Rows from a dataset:
• • • •
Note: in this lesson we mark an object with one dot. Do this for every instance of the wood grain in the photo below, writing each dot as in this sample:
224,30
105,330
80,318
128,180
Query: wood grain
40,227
• • • •
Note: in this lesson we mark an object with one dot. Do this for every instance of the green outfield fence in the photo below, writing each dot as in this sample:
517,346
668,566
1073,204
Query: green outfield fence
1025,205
• • • •
▸ GIVEN TASK
Pick out and copy every line above that contains the string "grain". Case counts.

▸ RESULT FOR THIS EXERCISE
Note: in this lesson we mark an object with one dot. Do this for every instance of the wood grain in the photo below, writing each dot as in this sample:
Query: wood grain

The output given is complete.